THE PROBLEM: Please count the lines in the entries below that contain the string "target", and reply with that number alone.

# START OF DATA PROVIDED

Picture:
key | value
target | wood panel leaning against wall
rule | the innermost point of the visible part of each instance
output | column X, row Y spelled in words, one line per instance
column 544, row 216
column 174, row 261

# END OF DATA PROVIDED
# START OF DATA PROVIDED

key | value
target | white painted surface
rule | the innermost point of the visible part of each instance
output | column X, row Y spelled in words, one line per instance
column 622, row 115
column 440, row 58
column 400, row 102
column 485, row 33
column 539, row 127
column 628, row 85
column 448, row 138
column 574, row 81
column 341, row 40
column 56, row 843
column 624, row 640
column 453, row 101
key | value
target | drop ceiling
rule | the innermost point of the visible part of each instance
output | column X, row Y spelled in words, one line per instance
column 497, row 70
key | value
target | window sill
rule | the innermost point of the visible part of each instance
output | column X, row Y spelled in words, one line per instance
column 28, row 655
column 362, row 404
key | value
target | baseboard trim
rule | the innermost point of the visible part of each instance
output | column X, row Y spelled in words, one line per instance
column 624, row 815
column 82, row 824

# END OF DATA PROVIDED
# START OF DATA PROVIDED

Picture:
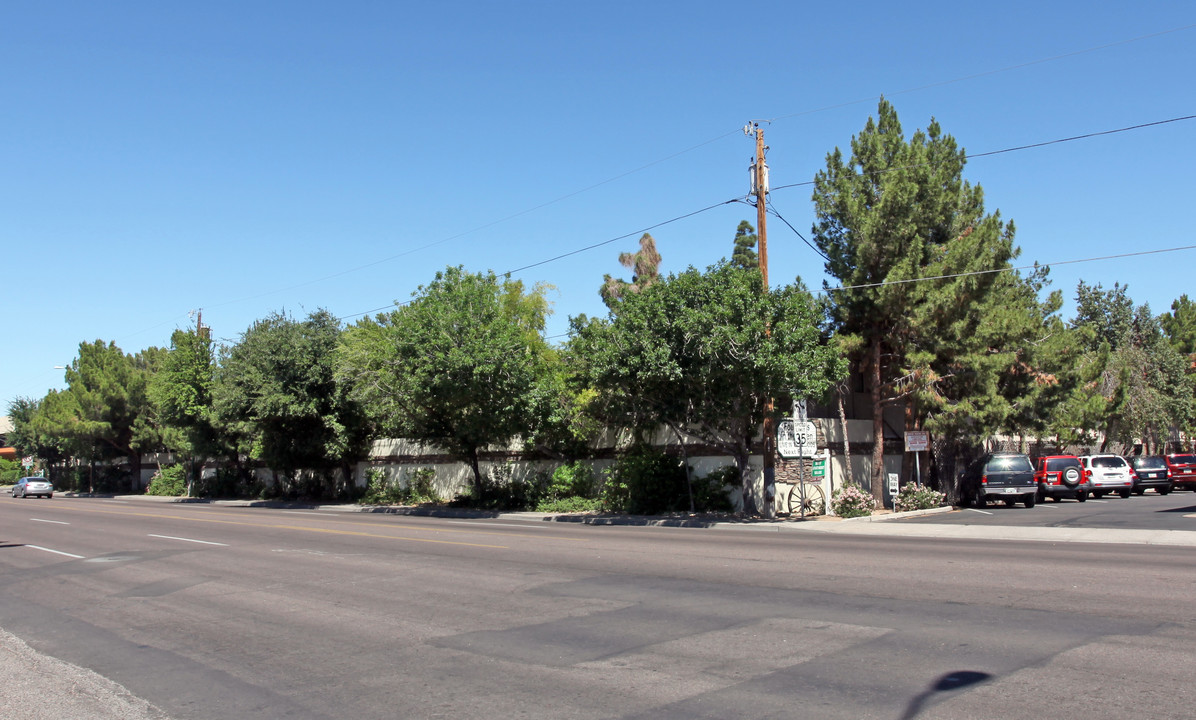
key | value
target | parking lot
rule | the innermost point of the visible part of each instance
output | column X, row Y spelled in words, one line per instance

# END OF DATA PROVIDED

SOLUTION TO THIS TASK: 6